:: EXCERPT ::
--------------------------------
Album name: Transformers: Revenge of the Fallen – The Album
Artist name: Various
Released: July 13 2009
ZME Rating: N/A
I would love to give this CD a horrible review. I’d really, genuinely enjoy ripping apart its poxy devotion to dated post-grunge sludge rock. Or better yet, going on a bloodthirsty, rampaging rant about how the Transformers franchise as a whole has gone from being a treasured reminder of an entire generation’s youth to encapsulating everything that’s wrong with modern cinema (“Cars! Robots! ‘Splodes! Wait, where brain go?”) It would be easy – not to mention fun – to tear down, to mock, to deride this soundtrack: it’s the soundtrack to a couple million overgrown children literally wetting themselves over Optimus Prime. Idiots.
I could, for example, point out that Nickelback appear on this soundtrack. Forget how singularly awful, soul-destroying and suicide-inducing the band’s albums are, and instead notice that they appear on the soundtrack to every sub-par summer blockbuster, dating back as far as 2003’s Daredevil. Although at least on that soundtrack, all they did was slaughter an Elton John classic – here, Chad Kroeger infests the album with his own particular brand of empty-headed, poseur ass-ery. I’m not a big proponent of the word “douche-horse”, but whatever image the word conjures up for you, Kroeger undoubtedly defines it. (Actually, I lied a little there – I love the word “douche-horse”.) But no! That’s not important. Not now.
--------------------------------
:: TASK 1 ::
Pick out every line of the listing that contains the word "instance" and copy each of those lines in full.
The review and the listing come from unrelated sources.
--------------------------------
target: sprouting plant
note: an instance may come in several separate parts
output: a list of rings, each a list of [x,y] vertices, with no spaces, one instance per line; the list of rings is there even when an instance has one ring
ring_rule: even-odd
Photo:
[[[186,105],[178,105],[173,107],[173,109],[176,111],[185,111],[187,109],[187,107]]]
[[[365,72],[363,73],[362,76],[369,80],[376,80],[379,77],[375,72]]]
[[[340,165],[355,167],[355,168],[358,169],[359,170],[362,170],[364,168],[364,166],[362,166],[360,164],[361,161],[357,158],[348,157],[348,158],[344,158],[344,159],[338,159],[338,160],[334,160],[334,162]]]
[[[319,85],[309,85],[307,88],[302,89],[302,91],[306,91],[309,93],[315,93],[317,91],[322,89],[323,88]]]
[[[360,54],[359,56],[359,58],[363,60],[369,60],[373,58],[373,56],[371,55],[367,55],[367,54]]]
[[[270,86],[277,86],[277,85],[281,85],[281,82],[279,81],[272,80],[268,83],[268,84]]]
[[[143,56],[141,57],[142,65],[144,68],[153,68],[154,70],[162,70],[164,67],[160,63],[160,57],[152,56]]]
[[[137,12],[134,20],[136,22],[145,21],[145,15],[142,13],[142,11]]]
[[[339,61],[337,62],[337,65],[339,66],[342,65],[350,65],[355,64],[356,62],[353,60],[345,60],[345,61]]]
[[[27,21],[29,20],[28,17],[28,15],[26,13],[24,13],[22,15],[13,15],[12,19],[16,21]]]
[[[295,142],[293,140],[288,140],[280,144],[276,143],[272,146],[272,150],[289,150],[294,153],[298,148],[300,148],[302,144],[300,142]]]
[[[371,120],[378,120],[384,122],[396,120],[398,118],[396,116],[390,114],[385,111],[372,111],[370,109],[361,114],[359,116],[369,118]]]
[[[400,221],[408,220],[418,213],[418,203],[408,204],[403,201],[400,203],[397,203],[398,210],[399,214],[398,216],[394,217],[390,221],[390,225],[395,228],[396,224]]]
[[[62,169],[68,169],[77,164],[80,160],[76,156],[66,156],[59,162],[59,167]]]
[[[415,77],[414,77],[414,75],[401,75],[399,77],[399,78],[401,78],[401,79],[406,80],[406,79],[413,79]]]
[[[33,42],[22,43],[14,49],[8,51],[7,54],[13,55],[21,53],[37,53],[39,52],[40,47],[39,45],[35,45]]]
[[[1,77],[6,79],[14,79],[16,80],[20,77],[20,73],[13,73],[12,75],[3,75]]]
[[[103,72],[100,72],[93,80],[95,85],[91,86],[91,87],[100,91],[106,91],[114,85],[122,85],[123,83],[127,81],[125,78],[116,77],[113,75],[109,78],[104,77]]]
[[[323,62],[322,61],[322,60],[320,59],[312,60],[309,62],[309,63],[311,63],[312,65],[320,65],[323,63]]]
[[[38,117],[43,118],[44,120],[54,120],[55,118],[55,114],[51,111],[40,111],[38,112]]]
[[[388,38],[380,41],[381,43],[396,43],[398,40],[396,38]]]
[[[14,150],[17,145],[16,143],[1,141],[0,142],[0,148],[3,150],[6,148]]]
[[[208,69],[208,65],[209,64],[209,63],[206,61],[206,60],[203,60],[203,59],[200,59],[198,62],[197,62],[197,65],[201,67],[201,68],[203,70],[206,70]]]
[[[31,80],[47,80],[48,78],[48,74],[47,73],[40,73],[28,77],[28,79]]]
--------------------------------
:: TASK 2 ::
Resume the Transformers soundtrack review after its last sentence.

:: RIGHT ANSWER 1 ::
note: an instance may come in several separate parts
output: a list of rings, each a list of [x,y] vertices, with no spaces, one instance per line; the list of rings is there even when an instance has one ring

:: RIGHT ANSWER 2 ::
Also unimportant is the fact that the middle section of the soundtrack sags so much it starts to resemble a life-size rubber model of Jabba the Hutt from the Star Wars films if you slowly melted it over a spit. It’s like a convention for all the bland, faceless radio “rawk” bands you could possibly imagine. From genre stalwarts Staind to the abysmal All American Rejects, and all the way back to Nickelback-lite, a.k.a Theory of a Deadman, it’s a veritable parade of mediocre, vague depression. (Actually, if you listened to tracks 3 through 11 – and I in no way recommend that you ever do – you’d be forgiven for thinking it was the work of a single, somewhat schizophrenic band, flopping around in desperate search of a personality. And a tune.) Even Hoobastank show up to rock out a little, sufficient time apparently having passed since the impossibly poncy “The Reason” destroyed any notion of testosterone in the members’ bodies.
And it’s hardly even worth mentioning Avenged Sevenfold’s cheery contribution, “Almost Easy”, tinged with confused angst as it may be, because that’s also insignificant. (Sample lyric: “I left you bound and tied with suicidal memories/Selfish beneath the skin/But deep inside I’m not insane”. Um… what?) Although I have to admit that the song did lead me to two important conclusions: I’m too old to listen to metal without laughing uncontrollably, and life’s too short to listen to Avenged Sevenfold. Did I mention that The Fray are on here too? I probably shouldn’t – the most interesting thing I can say about them is the fact their singer has an odd munchkin-like face that wordlessly invites punching. And I only know that because they were Conan O’Brien’s musical guests the other night – you don’t even get the grim satisfaction of seeing the guy’s face here.
Possibly worth noting is the fact that Green Day contribute one of their more recent reworkings of “Boulevard of Broken Dreams” (here entitled “21 Guns”) which drifts along in a boring mulch before developing into a fun chorus lifted directly from Mott The Hoople. And Linkin Park throw in a song, frenetically advertised as “written especially for Transformers 2”, but more than likely a discarded take from the Minutes to Midnight sessions. Tolerable, but no: not especially noteworthy.
Oh, and Cheap Trick tie the CD off with an oddly bored rendition of the classic Transformers theme song. That the song could be so devoid of energy or fun is doubly surprising: for one thing, it’s the Transformers theme! And secondly, it’s Cheap bloody Trick! So that was disappointing.
And now, here’s the “but” you’ve been waiting for this entire review.
None of that matters; not a jot. Because this, despite its deceptive appearance, is not an album. It’s not even really music.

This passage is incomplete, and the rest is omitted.